[Collected data]
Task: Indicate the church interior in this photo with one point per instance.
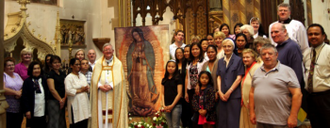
(63, 26)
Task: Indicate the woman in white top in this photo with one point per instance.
(76, 88)
(192, 70)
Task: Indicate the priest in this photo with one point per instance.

**Activity:**
Print verbatim every line above, apart from the pictures.

**Exercise answer:**
Task: Indicate the church interior in this photo with one point per instance.
(63, 26)
Task: Indicate the woman in white top in this photo with one point per instance.
(76, 88)
(192, 70)
Task: Indicate the priest in this photo with one point per instance.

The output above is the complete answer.